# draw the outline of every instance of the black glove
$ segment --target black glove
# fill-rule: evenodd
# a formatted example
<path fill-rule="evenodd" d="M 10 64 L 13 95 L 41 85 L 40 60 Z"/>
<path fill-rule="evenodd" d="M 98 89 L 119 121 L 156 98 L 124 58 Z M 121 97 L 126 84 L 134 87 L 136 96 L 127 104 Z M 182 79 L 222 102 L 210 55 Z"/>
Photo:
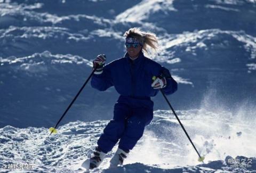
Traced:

┄┄┄┄┄┄┄┄┄┄┄┄┄┄┄┄┄┄┄┄

EXERCISE PROMPT
Output every line of the records above verbatim, omitting the pictures.

RESPONSE
# draw the outline of every instance of the black glove
$ segment --target black glove
# fill-rule: evenodd
# a formatted example
<path fill-rule="evenodd" d="M 10 64 L 13 95 L 41 85 L 40 60 Z"/>
<path fill-rule="evenodd" d="M 98 89 L 119 121 L 156 98 L 124 58 Z M 121 97 L 126 84 L 134 87 L 136 96 L 127 104 Z M 182 79 L 222 102 L 210 55 Z"/>
Photo:
Traced:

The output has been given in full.